Short task: Convert the material below into a Markdown table with the columns Row and Line, numbering each line and skipping blank lines. Omit the pictures.

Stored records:
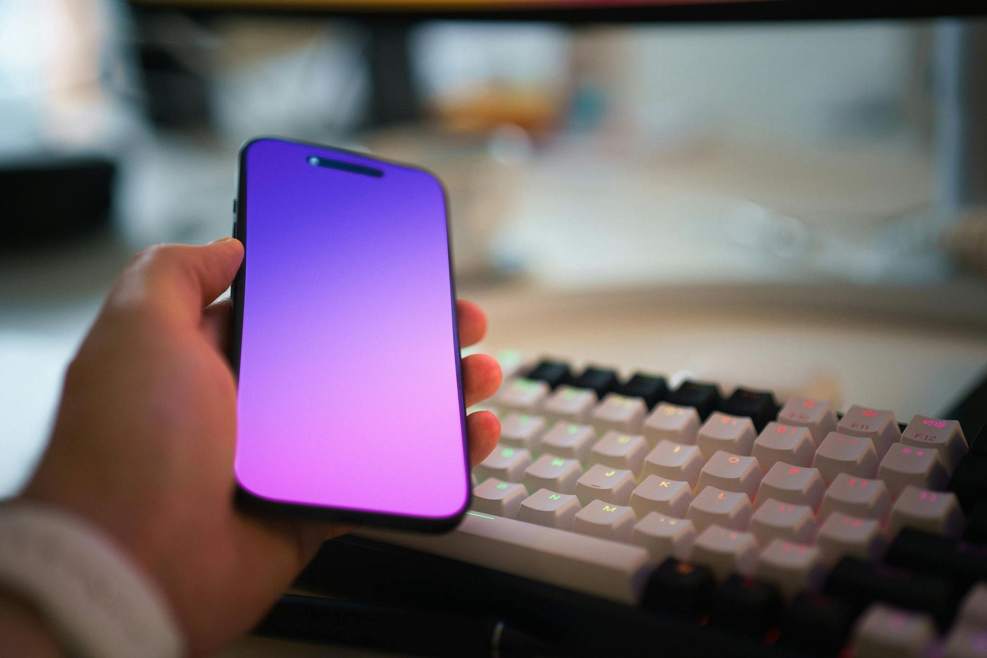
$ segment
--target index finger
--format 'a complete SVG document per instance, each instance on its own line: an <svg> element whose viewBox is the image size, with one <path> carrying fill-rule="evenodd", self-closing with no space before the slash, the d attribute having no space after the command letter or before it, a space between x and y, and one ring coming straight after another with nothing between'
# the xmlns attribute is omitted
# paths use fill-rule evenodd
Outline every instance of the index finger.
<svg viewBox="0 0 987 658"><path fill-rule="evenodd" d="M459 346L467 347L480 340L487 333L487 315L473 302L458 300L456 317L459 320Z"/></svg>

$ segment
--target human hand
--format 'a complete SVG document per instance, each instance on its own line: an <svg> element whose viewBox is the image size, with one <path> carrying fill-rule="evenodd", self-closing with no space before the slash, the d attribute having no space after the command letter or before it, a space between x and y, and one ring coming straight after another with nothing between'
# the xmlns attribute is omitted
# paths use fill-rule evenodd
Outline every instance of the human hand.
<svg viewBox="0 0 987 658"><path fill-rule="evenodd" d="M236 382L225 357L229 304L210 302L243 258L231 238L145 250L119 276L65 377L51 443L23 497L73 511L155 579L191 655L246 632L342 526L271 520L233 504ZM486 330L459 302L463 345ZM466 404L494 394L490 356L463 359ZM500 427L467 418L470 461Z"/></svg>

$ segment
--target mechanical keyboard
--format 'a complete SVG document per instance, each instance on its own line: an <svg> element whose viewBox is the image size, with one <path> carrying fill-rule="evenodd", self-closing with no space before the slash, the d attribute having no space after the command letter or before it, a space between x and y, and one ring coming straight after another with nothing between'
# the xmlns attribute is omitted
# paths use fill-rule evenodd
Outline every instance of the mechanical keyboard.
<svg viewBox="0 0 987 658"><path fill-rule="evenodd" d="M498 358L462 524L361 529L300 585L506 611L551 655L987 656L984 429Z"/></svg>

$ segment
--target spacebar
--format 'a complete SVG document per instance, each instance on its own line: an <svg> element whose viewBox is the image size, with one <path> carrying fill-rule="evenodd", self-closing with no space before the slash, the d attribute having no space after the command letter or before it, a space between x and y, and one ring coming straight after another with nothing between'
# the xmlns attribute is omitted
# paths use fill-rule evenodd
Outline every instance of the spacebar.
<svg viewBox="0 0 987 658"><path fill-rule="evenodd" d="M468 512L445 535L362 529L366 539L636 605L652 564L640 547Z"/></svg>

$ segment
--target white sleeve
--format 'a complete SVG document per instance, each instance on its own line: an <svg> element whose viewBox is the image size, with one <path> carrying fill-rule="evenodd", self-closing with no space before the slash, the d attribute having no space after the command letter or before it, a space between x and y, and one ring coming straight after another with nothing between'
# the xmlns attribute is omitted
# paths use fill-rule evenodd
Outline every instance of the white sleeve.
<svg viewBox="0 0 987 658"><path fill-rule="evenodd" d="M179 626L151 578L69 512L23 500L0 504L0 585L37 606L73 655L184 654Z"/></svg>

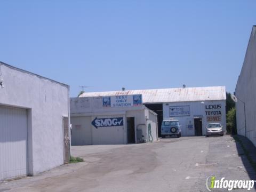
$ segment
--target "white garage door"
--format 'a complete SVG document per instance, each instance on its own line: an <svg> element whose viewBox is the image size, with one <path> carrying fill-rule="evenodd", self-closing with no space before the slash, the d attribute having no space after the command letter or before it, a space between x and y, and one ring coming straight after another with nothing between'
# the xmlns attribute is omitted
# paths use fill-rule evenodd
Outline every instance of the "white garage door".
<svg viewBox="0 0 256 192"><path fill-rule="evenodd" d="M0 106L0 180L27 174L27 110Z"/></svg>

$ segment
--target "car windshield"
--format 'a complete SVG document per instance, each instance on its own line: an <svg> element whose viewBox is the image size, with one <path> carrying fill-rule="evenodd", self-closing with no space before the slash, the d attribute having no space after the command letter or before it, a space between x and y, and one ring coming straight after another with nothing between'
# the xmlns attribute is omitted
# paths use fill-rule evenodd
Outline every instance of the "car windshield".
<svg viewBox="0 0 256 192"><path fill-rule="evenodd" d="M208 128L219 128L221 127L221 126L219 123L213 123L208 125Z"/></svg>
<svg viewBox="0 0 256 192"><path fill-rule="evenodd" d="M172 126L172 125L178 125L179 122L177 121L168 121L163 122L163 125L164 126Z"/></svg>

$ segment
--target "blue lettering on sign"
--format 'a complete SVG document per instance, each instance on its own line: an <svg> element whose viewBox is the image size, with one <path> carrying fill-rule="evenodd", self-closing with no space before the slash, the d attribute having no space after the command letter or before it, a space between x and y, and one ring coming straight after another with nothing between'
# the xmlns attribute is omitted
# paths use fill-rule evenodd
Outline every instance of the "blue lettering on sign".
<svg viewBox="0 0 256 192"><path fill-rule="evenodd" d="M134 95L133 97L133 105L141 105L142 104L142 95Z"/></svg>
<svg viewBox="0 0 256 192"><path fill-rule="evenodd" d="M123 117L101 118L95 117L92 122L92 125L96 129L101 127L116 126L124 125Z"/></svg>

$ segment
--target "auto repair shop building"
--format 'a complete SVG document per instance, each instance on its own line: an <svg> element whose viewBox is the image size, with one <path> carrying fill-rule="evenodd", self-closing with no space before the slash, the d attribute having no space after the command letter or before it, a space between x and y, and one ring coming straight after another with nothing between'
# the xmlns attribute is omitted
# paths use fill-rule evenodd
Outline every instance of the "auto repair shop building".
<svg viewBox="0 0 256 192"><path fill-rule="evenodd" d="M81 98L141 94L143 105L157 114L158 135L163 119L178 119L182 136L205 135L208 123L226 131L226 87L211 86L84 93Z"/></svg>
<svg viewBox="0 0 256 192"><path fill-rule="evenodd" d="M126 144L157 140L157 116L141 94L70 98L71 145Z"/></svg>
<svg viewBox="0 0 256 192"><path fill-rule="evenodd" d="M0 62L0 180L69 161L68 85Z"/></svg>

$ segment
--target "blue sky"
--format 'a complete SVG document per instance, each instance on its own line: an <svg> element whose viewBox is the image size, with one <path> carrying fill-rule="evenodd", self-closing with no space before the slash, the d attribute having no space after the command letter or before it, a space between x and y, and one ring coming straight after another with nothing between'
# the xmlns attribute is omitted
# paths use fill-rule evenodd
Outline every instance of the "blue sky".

Response to the task:
| Row | Line |
|---|---|
| 1 | $ segment |
| 2 | --target index finger |
| 3 | --format 'a complete SVG document per instance, each instance on its own line: an <svg> element whose viewBox is the image size, with one <path> carrying fill-rule="evenodd", self-closing with no space before the slash, the d attribute having no space after the command letter or before it, a space between x and y, and one ring coming straight after another with nothing between' |
| 4 | # the xmlns attribute is omitted |
| 5 | # paths use fill-rule evenodd |
| 6 | Outline every instance of the index finger. |
| 7 | <svg viewBox="0 0 987 658"><path fill-rule="evenodd" d="M459 346L467 347L480 340L487 333L487 315L473 302L458 300L456 317L459 320Z"/></svg> |
| 8 | $ segment |
| 9 | --target human hand |
| 10 | --format 'a complete SVG document per instance, each instance on its own line: an <svg> element whose viewBox is the image size, with one <path> carrying fill-rule="evenodd", self-closing with no space before the slash, the d attribute having no space after the command letter or before it, a space between x and y, and one ring coming straight after another with nothing between' |
| 11 | # the xmlns attribute is omitted |
| 12 | # paths use fill-rule evenodd |
| 13 | Outline every instance of the human hand. |
| 14 | <svg viewBox="0 0 987 658"><path fill-rule="evenodd" d="M236 382L225 357L229 304L210 302L243 258L231 238L145 250L119 276L65 377L51 443L23 497L73 511L155 579L191 655L246 632L342 526L271 520L233 504ZM486 330L459 302L463 345ZM466 404L494 394L490 356L463 359ZM500 427L467 418L470 461Z"/></svg> |
| 15 | $ segment |
| 16 | --target mechanical keyboard |
| 17 | --format 'a complete SVG document per instance, each instance on its own line: an <svg> element whose viewBox is the image size, with one <path> carrying fill-rule="evenodd", self-closing with no space before the slash, the d attribute having no space after the command letter or before it, a space between x and y, and one ring coming straight after another with nothing between' |
| 18 | # the xmlns attribute is omitted |
| 19 | # paths use fill-rule evenodd |
| 20 | Outline every instance of the mechanical keyboard. |
| 21 | <svg viewBox="0 0 987 658"><path fill-rule="evenodd" d="M498 358L462 524L361 529L300 585L506 611L551 655L987 656L984 429Z"/></svg> |
| 22 | $ segment |
| 23 | --target spacebar |
| 24 | --format 'a complete SVG document per instance, each instance on its own line: an <svg> element whose viewBox is the image size, with one <path> carrying fill-rule="evenodd", self-closing with no space before the slash, the d attribute having no space after the command letter or before it, a space between x and y, and one ring coming straight after another with nothing between' |
| 25 | # the xmlns attribute is omitted |
| 26 | # paths use fill-rule evenodd |
| 27 | Outline every instance of the spacebar. |
| 28 | <svg viewBox="0 0 987 658"><path fill-rule="evenodd" d="M468 512L445 535L362 529L366 539L636 605L652 564L640 547Z"/></svg> |
| 29 | $ segment |
| 30 | --target white sleeve |
| 31 | --format 'a complete SVG document per instance, each instance on its own line: an <svg> element whose viewBox is the image size, with one <path> carrying fill-rule="evenodd", self-closing with no space before the slash, the d attribute having no space after the command letter or before it, a space between x and y, and one ring coming straight after another with nothing between' |
| 32 | # the xmlns attribute is omitted |
| 33 | # paths use fill-rule evenodd |
| 34 | Outline every instance of the white sleeve. |
| 35 | <svg viewBox="0 0 987 658"><path fill-rule="evenodd" d="M179 626L151 578L69 512L23 500L0 504L0 585L37 606L73 655L184 654Z"/></svg> |
| 36 | $ segment |
| 37 | --target "white garage door" |
| 38 | --format 'a complete SVG document per instance, each instance on its own line: an <svg> element whose viewBox is the image size, with one <path> carrying fill-rule="evenodd", self-closing with no space before the slash, the d attribute having no space after the command letter or before it, a space between x and y, and one ring coming straight after another with nothing between' |
| 39 | # the xmlns attribute is omitted |
| 40 | # paths use fill-rule evenodd |
| 41 | Outline every instance of the "white garage door". |
| 42 | <svg viewBox="0 0 256 192"><path fill-rule="evenodd" d="M0 106L0 180L27 174L27 110Z"/></svg> |
| 43 | $ segment |
| 44 | --target "car windshield" |
| 45 | --format 'a complete SVG document per instance, each instance on its own line: an <svg> element whose viewBox is the image size, with one <path> carrying fill-rule="evenodd", self-closing with no space before the slash, the d attribute having no space after the command letter or before it, a space between x and y, and one ring coming straight after another with nothing between' |
| 46 | # the xmlns attribute is omitted |
| 47 | # paths use fill-rule evenodd |
| 48 | Outline every instance of the "car windshield". |
| 49 | <svg viewBox="0 0 256 192"><path fill-rule="evenodd" d="M208 128L219 128L221 127L221 126L219 123L213 123L208 125Z"/></svg> |
| 50 | <svg viewBox="0 0 256 192"><path fill-rule="evenodd" d="M172 126L172 125L178 125L179 122L177 121L168 121L163 122L163 125L164 126Z"/></svg> |
| 51 | $ segment |
| 52 | --target "blue lettering on sign" |
| 53 | --format 'a complete SVG document per instance, each instance on its own line: an <svg> element whose viewBox is the image size, with one <path> carrying fill-rule="evenodd", self-closing with no space before the slash, the d attribute having no space after the command letter or before it, a space between x and y, and one ring coming straight after another with nothing between' |
| 54 | # the xmlns attribute is omitted |
| 55 | # paths use fill-rule evenodd |
| 56 | Outline every instance of the "blue lettering on sign". |
| 57 | <svg viewBox="0 0 256 192"><path fill-rule="evenodd" d="M134 95L133 97L133 105L141 105L142 104L142 95Z"/></svg> |
| 58 | <svg viewBox="0 0 256 192"><path fill-rule="evenodd" d="M123 117L101 118L95 117L92 122L92 125L96 129L101 127L116 126L124 125Z"/></svg> |
| 59 | $ segment |
| 60 | --target "auto repair shop building" |
| 61 | --format 'a complete SVG document per instance, each instance on its own line: an <svg> element whose viewBox is the image size, with one <path> carrying fill-rule="evenodd", self-closing with no space before the slash, the d attribute having no space after the command letter or before it, a space between x and y, and one ring coming straight after another with nothing between' |
| 62 | # the xmlns attribute is omitted |
| 63 | # paths use fill-rule evenodd |
| 64 | Outline every instance of the "auto repair shop building". |
| 65 | <svg viewBox="0 0 256 192"><path fill-rule="evenodd" d="M81 98L141 94L143 105L157 114L158 135L163 119L178 119L182 136L205 135L208 123L226 131L226 87L211 86L84 93Z"/></svg> |
| 66 | <svg viewBox="0 0 256 192"><path fill-rule="evenodd" d="M126 144L157 140L157 116L141 94L70 98L71 145Z"/></svg> |
| 67 | <svg viewBox="0 0 256 192"><path fill-rule="evenodd" d="M0 62L0 180L69 161L68 85Z"/></svg> |
| 68 | $ segment |
| 69 | --target "blue sky" |
| 70 | --format 'a complete SVG document per instance, each instance on its own line: an <svg> element whose viewBox is the image size, with one <path> carrying fill-rule="evenodd", self-closing with no space before the slash, the d attribute having no space after the command letter or before it, a space between x and y, and one ring coming straight after another with nothing between' |
| 71 | # the xmlns attribute is omitted |
| 72 | # paths use fill-rule evenodd |
| 73 | Outline every instance of the "blue sky". |